And some additional context:
These ERF numbers for aerosols are the result of a host of processes in
GCMs (and in the real world) and aren't a simple setting. In really simple
models they are though. In those really simple models it's trivial to run
all sorts of different values at once so a lot of studies run millions of
runs which scope out the uncertainty in aerosol forcing, climate
sensitivity and ocean heat uptake. They then plot the 'cone of uncertainty'
for some variable. Typically this forms the input to various economic
models as the results of the simple models aren't that interesting on their
own.
On Friday, 4 March 2016 09:57:29 UTC-5, p.j.irvine wrote:
>
> Hi,
>
> To put this in perspective the IPCC AR5 found:
>
> The magnitude of the aerosol forcing is reduced relative to AR4. The RF
> due to aerosol–radiation interactions, sometimes referred to as direct
> aerosol effect, is given a best estimate of –0.35 (–0.85 to +0.15) W m–2,
> and black carbon (BC) on snow and ice is 0.04 (0.02 to 0.09) W m–2. The ERF
> due to aerosol–radiation interactions is –0.45 (–0.95 to +0.05) W m–2. A
> total aerosol–cloud interaction5 is quantified in terms of the ERF concept
> with an estimate of –0.45 (–1.2 to 0.0) W m–2. The total aerosol effect
> (excluding BC on snow and ice) is estimated as ERF of –0.9 (–1.9 to –0.1)
> W m–2. The large uncertainty in aerosol ERF is the dominant contributor
> to overall net Industrial Era forcing uncertainty. Since AR4, more aerosol
> processes have been included in models, and differences between models and
> observations persist, resulting in similar uncertainty in the aerosol
> forcing as in AR4. Despite the large uncertainty range, there is a high
> confidence that aerosols have offset a substantial portion of WMGHG global
> mean forcing. {8.3.4, 8.5.1, Figures 8.15, 8.16}
>
> this 2.5 Wm-2 is considerably outside that estimated range. Given that
> this paper makes no comparison with observations, I'd take this high
> estimate with a pinch of salt as it's model-specific.
════════════════════
Written request A
Retype the aerosol forcing thread word for word, everything from "On Friday, 4" down to "(–1.9 to –0.1)".
Written request B
Summarize the aerosol forcing thread in two sentences.
Written request C
According to the aerosol forcing thread, why should the high 2.5 Wm-2 estimate be taken with a pinch of salt? Answer in one or two sentences.

Stored data
════════════════════
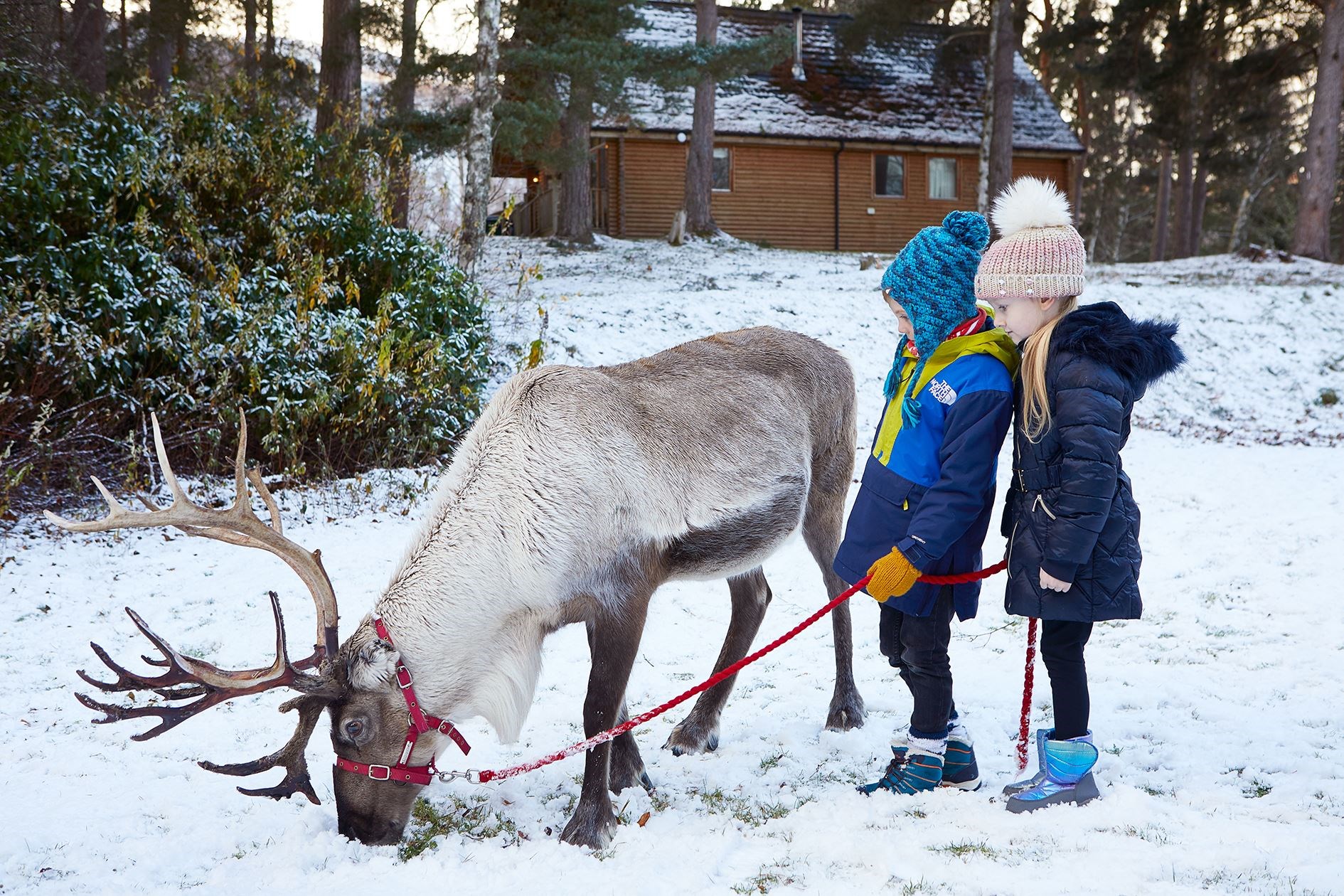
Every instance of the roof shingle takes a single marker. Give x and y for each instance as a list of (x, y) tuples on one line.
[(905, 90)]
════════════════════
Correct response A
On Friday, 4 March 2016 09:57:29 UTC-5, p.j.irvine wrote:
>
> Hi,
>
> To put this in perspective the IPCC AR5 found:
>
> The magnitude of the aerosol forcing is reduced relative to AR4. The RF
> due to aerosol–radiation interactions, sometimes referred to as direct
> aerosol effect, is given a best estimate of –0.35 (–0.85 to +0.15) W m–2,
> and black carbon (BC) on snow and ice is 0.04 (0.02 to 0.09) W m–2. The ERF
> due to aerosol–radiation interactions is –0.45 (–0.95 to +0.05) W m–2. A
> total aerosol–cloud interaction5 is quantified in terms of the ERF concept
> with an estimate of –0.45 (–1.2 to 0.0) W m–2. The total aerosol effect
> (excluding BC on snow and ice) is estimated as ERF of –0.9 (–1.9 to –0.1)

Correct response B
The reply explains that aerosol ERF numbers come from many processes in GCMs rather than a simple setting, though in very simple models they can be varied across millions of runs to map the uncertainty in aerosol forcing, climate sensitivity and ocean heat uptake, with the results often feeding economic models. The quoted message gives the IPCC AR5 estimate of total aerosol ERF as –0.9 (–1.9 to –0.1) W m–2 and says a paper's 2.5 Wm-2 figure is well outside that range and should be taken with a pinch of salt.

Correct response C
The paper makes no comparison with observations, so its estimate is model-specific. The figure also lies considerably outside the range that the IPCC AR5 estimated.